To do ::
Retype exactly the lines that run from the line with "# place one" to the final line of the entries, keeping both ends and nothing else.

(Stored data entries)
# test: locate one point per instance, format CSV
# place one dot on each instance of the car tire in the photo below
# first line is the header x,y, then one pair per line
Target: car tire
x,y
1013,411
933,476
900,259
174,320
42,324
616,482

Answer for this exercise ::
# place one dot on each instance of the car tire in the photo below
# first line is the header x,y, then one pair per line
Target: car tire
x,y
1013,411
933,476
900,259
174,320
42,324
616,482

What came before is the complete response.